## 文書本文
....................
で、クテポワはプロポーションが良くて華はあるんだけど、マリインスキーではまだコール・ドだけあって、こういうガラに出演するレベルのダンサーではない。フェッテなんかぐらぐらだし、ピケもなあ。マイレンは、やはりルジ夫人のお守りでちょっと緊張気味だったようだけど、キメるべきところはしっかりキメた、端正で堅実な踊り。
「ゾルバ」
イルギス・ガリムーリン
新国立での「カルメン」は彼の出演日を観なかったので、久しぶりのガリムーリン。しばらく観ないうちに、ますますどすこい体型になっていた。しかし、そのどすこい体型(この間の森田健太郎さんといい勝負)で、踊りは、脚捌きをはじめ、ちゃんとキレがあるから大したもの。このガラのために作ったというギリシャ風の作品だけど、ちょっと牧歌的で楽しげでなかなか良かった。
「メディア」
ロサリオ・カストロ・ロメロ
リカルド・カストロ・ロメロ
ジェシカ・ロドリグエズ・モリナ
エーサー・ゴンザレス−タブラス・メネンデス
ホセ・カストロ・ロメロ
ホセ・トレス・ムレーロ
ロサリオ・カストロ姐さんが、前回見たときよりちょっとスリムになって、でも豊満なバストはそのままで女っぷりに磨きがかかっていた。本当にこの人は美しくセクシーな人。私はフラメンコも結構好きなので、この作品も楽しんだ。クラシックバレエの作品の中に、たまにこういうのがあるのは変化がついていいと思う。ただ、フラメンコはやっぱり生演奏で聴きたい。生だったら、きっと何倍も楽しめただろうと思う。
「ゴパック」
ヴィクトル・イシュク
去年のキエフ・バレエの来日公演ツアーの途中で怪我したために、観られなかったダンサー。若くてなかなかハンサムで、活きがいい。トゥール・ザン・レールではすごく高い跳躍を見せてくれて場内は盛り上がること。「ゴパック」はウクライナの踊りなのね。ウクライナ男子の心意気!
「シエスタ〜Siesta〜」
ユリア・マハリナ
これも、このガラのために用意された新作とのこと。マハリナは以前観た時よりスリムになっていて、特に脚が細くて、そして相変わらず妖艶で美しい~。エレガントな雰囲気だけど、とても悲しい感情を表現していた。腕の使い方が非常に綺麗。やっぱり上半身は、マリインスキーのダンサーが世界一だと改めて実感。(オブラスツォーワを観て、ますますそれは確信に)
「チャイコフスキー・パ・ド・ドゥ」
....................
[データセットからの抜粋]
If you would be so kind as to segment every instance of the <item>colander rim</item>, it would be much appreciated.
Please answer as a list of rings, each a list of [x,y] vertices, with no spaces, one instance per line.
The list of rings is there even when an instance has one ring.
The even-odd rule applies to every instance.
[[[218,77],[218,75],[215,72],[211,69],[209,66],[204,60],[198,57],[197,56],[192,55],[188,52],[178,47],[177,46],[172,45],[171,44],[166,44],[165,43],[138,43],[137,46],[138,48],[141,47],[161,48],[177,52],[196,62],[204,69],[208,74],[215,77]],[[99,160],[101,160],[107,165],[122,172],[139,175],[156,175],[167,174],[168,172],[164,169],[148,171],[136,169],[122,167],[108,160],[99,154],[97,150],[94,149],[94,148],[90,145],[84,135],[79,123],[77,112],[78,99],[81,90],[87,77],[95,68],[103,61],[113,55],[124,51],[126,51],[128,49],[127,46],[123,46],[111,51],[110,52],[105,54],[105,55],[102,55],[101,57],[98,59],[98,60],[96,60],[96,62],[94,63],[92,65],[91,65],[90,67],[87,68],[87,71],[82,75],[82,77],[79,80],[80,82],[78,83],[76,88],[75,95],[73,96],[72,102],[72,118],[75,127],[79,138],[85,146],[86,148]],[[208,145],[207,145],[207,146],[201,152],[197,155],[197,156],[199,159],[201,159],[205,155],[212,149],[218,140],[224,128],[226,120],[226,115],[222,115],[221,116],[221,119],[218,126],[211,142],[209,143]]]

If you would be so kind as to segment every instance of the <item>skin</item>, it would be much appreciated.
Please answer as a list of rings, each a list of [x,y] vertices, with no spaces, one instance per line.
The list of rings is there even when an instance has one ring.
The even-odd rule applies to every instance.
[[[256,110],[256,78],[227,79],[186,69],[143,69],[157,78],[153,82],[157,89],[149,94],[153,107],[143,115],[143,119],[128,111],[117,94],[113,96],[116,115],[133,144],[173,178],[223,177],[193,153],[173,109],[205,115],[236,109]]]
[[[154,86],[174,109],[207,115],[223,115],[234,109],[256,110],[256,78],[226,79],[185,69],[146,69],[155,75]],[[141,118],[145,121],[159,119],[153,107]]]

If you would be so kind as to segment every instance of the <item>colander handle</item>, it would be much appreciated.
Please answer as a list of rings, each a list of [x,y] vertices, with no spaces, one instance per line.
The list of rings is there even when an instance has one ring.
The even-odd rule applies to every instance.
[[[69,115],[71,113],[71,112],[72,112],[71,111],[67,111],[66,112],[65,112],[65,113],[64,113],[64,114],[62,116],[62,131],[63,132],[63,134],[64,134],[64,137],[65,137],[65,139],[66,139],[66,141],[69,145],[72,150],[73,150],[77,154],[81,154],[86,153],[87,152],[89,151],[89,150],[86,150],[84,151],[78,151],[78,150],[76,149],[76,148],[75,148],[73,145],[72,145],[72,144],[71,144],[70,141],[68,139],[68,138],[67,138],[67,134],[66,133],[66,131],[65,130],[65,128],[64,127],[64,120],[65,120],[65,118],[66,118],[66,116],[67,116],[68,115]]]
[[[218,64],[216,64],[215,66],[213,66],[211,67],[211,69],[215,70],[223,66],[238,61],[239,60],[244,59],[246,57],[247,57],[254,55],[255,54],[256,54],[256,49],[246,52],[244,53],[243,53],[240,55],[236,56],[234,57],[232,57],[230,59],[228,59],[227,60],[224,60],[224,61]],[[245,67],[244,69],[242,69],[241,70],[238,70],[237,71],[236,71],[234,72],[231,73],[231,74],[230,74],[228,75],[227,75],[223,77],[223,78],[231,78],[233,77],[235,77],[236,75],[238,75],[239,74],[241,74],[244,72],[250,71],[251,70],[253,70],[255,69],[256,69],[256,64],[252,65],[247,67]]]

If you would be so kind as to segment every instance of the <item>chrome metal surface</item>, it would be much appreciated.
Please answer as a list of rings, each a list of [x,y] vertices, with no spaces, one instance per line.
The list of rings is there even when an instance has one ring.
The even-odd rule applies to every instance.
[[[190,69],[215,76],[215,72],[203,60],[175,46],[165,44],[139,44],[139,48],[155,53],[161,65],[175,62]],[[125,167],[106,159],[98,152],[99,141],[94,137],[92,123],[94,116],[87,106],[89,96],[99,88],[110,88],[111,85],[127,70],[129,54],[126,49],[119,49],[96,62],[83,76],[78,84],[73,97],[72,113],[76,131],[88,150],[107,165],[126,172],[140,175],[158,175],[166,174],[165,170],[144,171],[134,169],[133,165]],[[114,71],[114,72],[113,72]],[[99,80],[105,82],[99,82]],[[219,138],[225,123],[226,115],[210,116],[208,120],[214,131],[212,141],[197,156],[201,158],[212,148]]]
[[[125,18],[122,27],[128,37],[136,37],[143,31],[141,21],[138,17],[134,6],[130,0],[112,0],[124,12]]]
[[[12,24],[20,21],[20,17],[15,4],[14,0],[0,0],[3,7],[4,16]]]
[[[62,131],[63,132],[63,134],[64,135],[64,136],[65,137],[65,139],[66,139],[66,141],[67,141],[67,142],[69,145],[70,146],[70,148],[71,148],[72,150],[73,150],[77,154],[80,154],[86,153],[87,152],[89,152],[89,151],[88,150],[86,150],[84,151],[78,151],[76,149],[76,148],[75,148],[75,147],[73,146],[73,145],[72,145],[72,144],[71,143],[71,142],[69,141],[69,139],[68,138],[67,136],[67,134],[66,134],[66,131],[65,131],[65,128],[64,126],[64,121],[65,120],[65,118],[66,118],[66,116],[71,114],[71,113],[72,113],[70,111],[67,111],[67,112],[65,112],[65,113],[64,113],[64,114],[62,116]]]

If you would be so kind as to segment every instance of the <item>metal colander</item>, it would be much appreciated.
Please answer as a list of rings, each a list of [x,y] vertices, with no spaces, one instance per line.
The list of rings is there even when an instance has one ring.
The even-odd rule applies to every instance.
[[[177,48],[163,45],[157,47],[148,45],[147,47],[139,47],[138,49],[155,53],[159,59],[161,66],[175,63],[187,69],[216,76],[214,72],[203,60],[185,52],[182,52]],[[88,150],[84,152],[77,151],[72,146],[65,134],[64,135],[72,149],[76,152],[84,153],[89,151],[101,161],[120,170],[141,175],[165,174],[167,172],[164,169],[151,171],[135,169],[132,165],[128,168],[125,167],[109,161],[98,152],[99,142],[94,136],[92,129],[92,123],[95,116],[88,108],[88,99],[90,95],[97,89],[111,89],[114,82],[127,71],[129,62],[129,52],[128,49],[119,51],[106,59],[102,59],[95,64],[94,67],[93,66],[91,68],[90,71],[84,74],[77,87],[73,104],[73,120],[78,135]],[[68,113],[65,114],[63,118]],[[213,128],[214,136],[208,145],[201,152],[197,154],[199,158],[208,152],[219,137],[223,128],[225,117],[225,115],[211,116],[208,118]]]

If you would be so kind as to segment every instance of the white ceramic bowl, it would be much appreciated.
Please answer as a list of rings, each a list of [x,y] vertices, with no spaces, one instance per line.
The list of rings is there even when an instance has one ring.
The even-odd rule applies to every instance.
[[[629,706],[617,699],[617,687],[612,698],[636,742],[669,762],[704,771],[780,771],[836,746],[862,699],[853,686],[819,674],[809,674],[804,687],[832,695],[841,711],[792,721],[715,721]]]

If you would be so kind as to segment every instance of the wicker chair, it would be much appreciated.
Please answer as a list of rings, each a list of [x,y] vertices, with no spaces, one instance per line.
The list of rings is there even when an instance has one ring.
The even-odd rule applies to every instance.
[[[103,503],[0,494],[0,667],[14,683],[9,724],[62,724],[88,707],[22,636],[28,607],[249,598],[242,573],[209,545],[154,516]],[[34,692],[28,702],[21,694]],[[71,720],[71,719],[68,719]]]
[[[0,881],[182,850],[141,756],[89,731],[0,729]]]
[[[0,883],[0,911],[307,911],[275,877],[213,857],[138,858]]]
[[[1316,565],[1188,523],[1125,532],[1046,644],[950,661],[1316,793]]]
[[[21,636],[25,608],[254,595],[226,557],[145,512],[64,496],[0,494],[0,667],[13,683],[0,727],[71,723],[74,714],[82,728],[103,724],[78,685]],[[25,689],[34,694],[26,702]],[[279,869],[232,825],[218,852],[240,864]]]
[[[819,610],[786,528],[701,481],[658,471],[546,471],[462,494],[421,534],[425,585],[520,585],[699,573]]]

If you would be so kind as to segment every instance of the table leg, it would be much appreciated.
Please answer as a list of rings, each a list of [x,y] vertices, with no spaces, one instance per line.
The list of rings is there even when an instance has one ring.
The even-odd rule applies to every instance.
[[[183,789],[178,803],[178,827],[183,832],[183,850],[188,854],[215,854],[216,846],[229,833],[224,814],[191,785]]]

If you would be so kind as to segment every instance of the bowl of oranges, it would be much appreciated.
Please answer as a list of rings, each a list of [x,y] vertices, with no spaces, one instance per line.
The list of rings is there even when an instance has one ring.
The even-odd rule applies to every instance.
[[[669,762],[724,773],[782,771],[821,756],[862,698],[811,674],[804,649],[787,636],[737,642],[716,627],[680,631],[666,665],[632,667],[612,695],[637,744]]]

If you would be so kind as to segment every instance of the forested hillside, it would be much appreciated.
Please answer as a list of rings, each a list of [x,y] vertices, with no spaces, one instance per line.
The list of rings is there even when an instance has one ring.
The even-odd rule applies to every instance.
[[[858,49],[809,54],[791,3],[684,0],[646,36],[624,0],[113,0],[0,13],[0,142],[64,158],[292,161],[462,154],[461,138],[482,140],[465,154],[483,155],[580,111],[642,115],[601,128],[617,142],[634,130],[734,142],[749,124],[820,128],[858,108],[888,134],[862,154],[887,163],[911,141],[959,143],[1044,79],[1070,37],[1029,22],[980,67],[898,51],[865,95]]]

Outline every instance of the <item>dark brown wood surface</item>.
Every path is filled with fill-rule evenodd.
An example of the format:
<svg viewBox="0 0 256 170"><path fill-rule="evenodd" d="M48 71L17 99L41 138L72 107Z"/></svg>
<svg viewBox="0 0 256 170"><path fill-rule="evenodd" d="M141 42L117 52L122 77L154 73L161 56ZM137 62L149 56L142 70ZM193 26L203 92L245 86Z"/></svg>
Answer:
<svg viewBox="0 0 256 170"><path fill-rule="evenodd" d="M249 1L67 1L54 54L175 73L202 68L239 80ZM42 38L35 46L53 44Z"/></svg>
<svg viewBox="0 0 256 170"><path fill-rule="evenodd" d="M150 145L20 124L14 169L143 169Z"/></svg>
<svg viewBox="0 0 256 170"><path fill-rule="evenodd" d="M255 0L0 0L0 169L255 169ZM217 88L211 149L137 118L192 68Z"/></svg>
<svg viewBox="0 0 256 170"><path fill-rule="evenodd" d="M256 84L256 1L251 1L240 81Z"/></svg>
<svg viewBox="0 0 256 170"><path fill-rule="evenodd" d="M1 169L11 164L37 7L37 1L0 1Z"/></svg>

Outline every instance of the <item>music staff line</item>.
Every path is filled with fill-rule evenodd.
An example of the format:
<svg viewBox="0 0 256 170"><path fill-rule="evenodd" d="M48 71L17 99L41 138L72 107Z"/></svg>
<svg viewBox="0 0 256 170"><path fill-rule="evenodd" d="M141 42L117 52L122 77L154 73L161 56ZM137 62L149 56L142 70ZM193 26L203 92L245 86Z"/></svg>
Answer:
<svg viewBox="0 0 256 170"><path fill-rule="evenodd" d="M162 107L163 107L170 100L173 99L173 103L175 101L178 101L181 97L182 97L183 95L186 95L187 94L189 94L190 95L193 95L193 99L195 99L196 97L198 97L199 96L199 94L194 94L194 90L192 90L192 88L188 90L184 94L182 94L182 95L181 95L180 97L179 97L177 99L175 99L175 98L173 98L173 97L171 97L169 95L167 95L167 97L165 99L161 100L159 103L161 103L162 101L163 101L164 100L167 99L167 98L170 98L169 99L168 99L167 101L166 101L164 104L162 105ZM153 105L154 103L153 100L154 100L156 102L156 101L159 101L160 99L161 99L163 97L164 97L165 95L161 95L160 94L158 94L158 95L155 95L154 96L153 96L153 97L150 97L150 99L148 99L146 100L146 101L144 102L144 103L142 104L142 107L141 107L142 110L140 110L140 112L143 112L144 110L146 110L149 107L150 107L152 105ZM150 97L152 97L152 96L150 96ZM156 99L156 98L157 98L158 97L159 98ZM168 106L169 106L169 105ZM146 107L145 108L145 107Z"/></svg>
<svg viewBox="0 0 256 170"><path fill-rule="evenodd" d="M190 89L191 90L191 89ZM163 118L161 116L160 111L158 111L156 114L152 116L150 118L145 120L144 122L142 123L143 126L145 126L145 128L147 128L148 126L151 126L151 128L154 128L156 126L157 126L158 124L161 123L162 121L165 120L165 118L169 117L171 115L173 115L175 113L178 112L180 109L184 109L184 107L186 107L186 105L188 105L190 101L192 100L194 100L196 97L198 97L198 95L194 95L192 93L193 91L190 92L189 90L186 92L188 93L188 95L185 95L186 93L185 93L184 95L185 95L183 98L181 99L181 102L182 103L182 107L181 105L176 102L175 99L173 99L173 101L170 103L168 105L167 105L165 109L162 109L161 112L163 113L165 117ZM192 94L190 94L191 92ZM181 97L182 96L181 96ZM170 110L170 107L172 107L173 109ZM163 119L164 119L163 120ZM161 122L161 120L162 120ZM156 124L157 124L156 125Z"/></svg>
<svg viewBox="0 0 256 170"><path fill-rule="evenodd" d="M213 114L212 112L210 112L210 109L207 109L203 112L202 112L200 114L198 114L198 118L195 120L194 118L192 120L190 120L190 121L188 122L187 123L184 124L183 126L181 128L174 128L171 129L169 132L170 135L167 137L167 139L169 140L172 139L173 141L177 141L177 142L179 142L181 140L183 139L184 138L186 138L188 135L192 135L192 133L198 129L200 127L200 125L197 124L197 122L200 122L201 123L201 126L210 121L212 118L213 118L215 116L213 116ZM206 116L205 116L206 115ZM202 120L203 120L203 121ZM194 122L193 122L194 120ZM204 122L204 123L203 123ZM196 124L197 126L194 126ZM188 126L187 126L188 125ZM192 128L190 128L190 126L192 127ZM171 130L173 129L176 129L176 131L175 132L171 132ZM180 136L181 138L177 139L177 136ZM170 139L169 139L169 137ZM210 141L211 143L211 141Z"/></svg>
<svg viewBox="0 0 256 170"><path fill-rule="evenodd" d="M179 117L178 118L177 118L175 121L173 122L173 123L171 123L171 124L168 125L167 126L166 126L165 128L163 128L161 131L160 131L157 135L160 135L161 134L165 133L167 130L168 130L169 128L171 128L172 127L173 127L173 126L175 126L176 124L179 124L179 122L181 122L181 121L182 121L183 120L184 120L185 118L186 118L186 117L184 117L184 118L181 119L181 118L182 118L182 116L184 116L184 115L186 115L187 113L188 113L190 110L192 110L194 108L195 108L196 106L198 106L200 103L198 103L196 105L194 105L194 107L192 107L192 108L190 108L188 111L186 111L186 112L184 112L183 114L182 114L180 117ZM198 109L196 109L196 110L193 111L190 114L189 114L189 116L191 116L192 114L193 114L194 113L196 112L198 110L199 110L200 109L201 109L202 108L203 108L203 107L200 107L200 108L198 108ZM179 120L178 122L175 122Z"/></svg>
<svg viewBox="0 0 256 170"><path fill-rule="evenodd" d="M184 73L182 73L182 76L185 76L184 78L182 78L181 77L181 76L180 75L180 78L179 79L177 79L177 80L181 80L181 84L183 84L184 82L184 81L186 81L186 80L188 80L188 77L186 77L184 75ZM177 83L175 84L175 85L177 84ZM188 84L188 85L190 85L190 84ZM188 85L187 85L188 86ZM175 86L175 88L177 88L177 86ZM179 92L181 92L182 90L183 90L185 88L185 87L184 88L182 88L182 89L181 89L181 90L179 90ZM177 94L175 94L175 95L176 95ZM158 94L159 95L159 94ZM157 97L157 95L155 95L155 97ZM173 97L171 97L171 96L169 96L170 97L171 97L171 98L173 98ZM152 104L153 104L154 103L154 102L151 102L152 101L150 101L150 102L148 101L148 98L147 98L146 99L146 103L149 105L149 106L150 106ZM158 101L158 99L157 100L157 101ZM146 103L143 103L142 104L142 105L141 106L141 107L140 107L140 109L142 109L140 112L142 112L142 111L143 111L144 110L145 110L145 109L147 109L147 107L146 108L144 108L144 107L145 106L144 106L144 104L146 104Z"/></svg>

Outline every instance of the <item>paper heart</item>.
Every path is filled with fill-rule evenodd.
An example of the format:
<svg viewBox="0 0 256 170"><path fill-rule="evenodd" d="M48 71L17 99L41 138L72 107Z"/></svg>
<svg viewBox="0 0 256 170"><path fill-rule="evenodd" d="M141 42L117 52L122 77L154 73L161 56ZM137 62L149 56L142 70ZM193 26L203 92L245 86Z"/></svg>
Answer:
....................
## 指示
文書本文によると、「ゴパック」はどこの踊りですか。 このリストは今回の作業にはまったく関係しません。

## 正しい結果
ウクライナの踊りです。